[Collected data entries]
*** Block opens ***
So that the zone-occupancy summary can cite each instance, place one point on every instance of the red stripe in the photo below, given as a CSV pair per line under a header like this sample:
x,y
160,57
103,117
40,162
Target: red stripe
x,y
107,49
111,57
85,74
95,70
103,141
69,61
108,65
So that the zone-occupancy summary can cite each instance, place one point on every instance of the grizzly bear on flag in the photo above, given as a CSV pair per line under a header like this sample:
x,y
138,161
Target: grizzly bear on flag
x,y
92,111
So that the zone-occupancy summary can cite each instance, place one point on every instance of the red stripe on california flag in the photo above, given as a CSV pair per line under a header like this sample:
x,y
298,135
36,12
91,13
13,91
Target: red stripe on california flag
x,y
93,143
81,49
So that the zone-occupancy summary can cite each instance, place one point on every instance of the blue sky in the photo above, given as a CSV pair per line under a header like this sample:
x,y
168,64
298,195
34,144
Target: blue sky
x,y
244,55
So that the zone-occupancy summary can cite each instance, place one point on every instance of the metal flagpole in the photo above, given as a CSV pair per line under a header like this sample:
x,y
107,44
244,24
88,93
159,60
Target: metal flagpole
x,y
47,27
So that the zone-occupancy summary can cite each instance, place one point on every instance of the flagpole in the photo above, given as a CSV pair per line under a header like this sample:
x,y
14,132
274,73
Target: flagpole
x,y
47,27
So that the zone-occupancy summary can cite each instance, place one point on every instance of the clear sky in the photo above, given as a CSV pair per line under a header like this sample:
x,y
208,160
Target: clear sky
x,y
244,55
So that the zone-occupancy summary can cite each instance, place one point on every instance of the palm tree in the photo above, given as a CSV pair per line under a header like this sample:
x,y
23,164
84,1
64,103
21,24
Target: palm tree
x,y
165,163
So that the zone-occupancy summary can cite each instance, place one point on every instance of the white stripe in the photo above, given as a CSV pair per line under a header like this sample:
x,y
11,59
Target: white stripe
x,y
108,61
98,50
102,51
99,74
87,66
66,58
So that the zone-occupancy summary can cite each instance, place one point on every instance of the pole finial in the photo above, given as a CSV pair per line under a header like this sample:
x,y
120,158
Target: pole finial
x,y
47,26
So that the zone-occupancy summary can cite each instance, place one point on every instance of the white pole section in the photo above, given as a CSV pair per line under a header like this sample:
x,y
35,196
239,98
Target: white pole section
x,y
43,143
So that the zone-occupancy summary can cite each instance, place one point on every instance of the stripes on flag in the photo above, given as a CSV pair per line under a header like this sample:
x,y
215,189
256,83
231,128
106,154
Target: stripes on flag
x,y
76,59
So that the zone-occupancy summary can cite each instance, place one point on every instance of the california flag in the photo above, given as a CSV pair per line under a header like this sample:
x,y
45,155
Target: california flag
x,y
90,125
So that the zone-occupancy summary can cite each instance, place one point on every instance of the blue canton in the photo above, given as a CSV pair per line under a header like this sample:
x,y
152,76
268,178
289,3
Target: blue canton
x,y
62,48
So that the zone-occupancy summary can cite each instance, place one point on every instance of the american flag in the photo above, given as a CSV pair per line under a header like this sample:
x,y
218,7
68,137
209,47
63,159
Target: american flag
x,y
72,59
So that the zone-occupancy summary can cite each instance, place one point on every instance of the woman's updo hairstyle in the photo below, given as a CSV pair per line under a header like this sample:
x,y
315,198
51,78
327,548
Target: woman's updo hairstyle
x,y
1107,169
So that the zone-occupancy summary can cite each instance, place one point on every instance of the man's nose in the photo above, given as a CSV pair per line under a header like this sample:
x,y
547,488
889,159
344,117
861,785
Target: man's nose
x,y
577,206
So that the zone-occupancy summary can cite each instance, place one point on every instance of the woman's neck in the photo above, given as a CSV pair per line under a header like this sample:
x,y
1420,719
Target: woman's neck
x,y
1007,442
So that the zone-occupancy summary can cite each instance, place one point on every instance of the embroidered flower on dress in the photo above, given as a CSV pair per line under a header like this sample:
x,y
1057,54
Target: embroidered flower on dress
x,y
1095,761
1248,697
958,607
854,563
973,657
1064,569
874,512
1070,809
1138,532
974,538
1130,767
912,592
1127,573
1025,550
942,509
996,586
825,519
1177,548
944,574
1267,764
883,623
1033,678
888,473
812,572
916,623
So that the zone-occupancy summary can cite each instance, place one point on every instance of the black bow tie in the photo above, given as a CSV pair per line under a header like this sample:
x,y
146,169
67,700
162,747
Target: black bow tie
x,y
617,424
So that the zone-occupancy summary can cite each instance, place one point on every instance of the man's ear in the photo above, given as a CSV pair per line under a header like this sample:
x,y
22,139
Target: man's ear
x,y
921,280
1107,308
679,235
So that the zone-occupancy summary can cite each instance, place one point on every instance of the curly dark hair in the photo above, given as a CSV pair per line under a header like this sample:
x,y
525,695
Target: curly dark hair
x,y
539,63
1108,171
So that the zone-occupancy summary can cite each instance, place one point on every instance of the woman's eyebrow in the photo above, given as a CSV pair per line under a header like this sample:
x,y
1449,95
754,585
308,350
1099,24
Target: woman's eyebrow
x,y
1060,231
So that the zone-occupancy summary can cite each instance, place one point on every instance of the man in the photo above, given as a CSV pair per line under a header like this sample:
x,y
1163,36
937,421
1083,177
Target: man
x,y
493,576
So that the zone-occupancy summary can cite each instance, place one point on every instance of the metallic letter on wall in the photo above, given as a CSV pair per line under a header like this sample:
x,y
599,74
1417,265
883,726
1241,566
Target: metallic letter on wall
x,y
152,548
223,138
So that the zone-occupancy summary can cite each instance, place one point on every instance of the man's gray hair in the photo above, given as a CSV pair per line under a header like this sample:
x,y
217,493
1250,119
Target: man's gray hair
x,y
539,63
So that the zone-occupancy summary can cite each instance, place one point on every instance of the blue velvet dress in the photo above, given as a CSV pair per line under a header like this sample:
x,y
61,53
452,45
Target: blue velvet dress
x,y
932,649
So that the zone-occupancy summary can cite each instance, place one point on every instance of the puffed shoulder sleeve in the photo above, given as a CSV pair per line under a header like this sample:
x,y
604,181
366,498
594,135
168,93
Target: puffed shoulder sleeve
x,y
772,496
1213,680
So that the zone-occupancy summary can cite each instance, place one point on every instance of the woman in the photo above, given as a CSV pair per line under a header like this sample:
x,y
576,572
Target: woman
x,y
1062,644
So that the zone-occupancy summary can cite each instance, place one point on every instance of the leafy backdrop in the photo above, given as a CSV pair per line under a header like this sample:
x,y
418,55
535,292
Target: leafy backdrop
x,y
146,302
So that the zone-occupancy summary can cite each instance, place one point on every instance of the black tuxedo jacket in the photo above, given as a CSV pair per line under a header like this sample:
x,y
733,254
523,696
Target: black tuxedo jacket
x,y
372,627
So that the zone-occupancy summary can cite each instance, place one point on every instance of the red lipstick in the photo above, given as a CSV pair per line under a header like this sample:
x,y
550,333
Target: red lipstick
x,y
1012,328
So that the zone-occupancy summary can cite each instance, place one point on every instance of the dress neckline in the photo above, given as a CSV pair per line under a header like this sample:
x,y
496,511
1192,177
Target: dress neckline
*** Block closes ***
*TASK GOAL*:
Each line in the data where the string "neckline" occurs should be identified and copied.

*WRITTEN RESPONSE*:
So that the zone-occupancy summary can cite each instance, place one point on every instance of the dress neckline in the photo above, given as a CSV pair per line under a header like this sample:
Target: dress neckline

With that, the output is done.